• **Written exercise**:
Print the passage on representations and warranties below verbatim, starting at "4. Representations and" and ending at "concerning the same.".

• **Provided passage**:
4. Representations and Warranties.
(a) As an inducement to Buyer to enter into this Agreement and to purchase
the Property, Seller represents and warrants to Buyer, as of the date hereof and as of the Closing,
as follows:
(i) Authorization. The individual executing this Agreement on behalf
of Seller has the authority to execute same, and no further consents or approvals from any person
or entity, are necessary in order to consummate the transaction contemplated hereby. Seller has
the right, power and authority to enter into this Agreement.
(ii) Title. Seller obtained title to the Property by Quitclaim Deed and
will transfer the Property by Quitclaim Deed. Buyer shall satisfy itself as to the condition of title
and shall not rely on any representation of Seller concerning the same.
(iii) Litigation and Investigations. To Seller's knowledge, there is no
pending or threatened litigation, administrative proceeding, or other legal or governmental action
with respect to the Property, and Seller has received no notice, warning, administrative
complaint, judicial complaint, or other formal or informal notice alleging that conditions on the
Property are or have been in violation of any laws, or informing Seller that the Property is
subject to investigation or inquiry regarding the violation of any laws.
(iv) Violations of Laws. There are no violations of any governmental
laws, ordinances, rules, regulations or orders relating to the Property. The consummation of the
transaction contemplated by this Agreement does not violate any law with which Seller must
comply.
(v) No Approval Necessary. No approval or consent not previously
obtained is necessary in connection with the execution of this Agreement by Seller or the
performance of Seller's obligations under this Agreement.
(vi) Binding and Enforceable. This Agreement constitutes the legally
valid and binding obligation of Seller and is enforceable against Seller in accordance with its
terms, except as enforcement may be limited by bankruptcy, insolvency, reorganization,
moratorium or similar laws or by equitable principals relating to or limited the rights of creditors
generally.
References herein to "Seller's knowledge" refer to the actual knowledge of Phillip Wray without
the duty of inquiry. Seller represents that the aforementioned person is the representative of
Seller with the most knowledge regarding the subject matter of the above representations and
warranties.
If, prior to the Closing, Buyer becomes aware that any of Seller's representations or warranties
has been materially breached by Seller or is materially incorrect, or that any information or
document provided by or on behalf of Seller to Buyer is materially incorrect, then Buyer shall
have the right to terminate this Agreement by providing Seller with written notice within five (5)
days of Buyer becoming aware of such material breach or inaccuracy and to recover all of its
third -party out -of- pocket expenses. In the event Buyer does not exercise such right to terminate,
Buyer shall be deemed to have expressly waived any and all remedies for such breach or
inaccuracy. Seller shall promptly notify Buyer of any facts that would cause any of the
representations contained in this Agreement to be untrue as of the Close of Escrow. If Buyer
reasonably concludes that a fact materially and adversely affects the Property, Buyer shall have
the option to terminate this Agreement by delivering written notice to Seller and Escrow Holder.

• **Given records**:

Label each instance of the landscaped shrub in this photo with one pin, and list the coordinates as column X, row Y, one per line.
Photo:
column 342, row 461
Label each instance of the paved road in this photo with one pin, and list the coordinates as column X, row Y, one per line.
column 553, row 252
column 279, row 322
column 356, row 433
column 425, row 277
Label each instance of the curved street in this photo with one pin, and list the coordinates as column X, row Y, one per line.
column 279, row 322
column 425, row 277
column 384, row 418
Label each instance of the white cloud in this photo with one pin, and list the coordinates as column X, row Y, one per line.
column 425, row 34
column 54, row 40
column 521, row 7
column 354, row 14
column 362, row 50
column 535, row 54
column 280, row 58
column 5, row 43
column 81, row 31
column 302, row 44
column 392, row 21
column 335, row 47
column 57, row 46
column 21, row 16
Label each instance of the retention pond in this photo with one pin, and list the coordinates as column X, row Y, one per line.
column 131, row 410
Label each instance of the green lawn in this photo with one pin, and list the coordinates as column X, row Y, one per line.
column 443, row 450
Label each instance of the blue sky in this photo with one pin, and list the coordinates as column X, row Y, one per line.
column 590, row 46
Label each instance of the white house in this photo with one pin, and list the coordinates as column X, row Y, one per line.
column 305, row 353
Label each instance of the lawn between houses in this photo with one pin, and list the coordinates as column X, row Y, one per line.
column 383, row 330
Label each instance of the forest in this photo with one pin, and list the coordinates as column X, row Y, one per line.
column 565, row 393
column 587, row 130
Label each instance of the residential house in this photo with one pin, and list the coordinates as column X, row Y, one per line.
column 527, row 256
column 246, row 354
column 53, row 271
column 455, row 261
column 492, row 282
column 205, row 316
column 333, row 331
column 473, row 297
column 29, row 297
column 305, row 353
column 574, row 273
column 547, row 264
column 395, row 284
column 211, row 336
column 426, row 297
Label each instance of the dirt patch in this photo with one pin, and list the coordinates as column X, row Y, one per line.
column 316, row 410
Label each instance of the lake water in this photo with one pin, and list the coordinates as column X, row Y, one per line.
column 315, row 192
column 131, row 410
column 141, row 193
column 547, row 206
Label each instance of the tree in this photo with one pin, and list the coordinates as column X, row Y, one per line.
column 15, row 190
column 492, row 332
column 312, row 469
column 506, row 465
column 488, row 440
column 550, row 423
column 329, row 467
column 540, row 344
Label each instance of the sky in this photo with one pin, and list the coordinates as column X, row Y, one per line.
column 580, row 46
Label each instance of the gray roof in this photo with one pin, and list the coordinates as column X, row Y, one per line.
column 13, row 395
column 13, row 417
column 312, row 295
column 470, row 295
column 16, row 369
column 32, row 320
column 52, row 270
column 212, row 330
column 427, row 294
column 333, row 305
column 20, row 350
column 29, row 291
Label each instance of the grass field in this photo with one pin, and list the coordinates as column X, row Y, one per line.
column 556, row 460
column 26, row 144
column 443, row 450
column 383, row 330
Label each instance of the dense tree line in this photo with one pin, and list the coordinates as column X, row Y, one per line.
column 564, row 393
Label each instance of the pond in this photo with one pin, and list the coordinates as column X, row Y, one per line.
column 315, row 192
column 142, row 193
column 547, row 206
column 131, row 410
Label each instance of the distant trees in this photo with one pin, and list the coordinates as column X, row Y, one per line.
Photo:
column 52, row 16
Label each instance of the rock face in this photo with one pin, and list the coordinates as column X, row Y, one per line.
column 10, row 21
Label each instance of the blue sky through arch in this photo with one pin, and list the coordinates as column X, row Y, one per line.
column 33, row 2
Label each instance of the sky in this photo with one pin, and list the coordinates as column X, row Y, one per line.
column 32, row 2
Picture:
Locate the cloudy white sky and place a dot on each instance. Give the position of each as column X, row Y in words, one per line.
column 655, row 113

• **Full answer**:
4. Representations and Warranties.
(a) As an inducement to Buyer to enter into this Agreement and to purchase
the Property, Seller represents and warrants to Buyer, as of the date hereof and as of the Closing,
as follows:
(i) Authorization. The individual executing this Agreement on behalf
of Seller has the authority to execute same, and no further consents or approvals from any person
or entity, are necessary in order to consummate the transaction contemplated hereby. Seller has
the right, power and authority to enter into this Agreement.
(ii) Title. Seller obtained title to the Property by Quitclaim Deed and
will transfer the Property by Quitclaim Deed. Buyer shall satisfy itself as to the condition of title
and shall not rely on any representation of Seller concerning the same.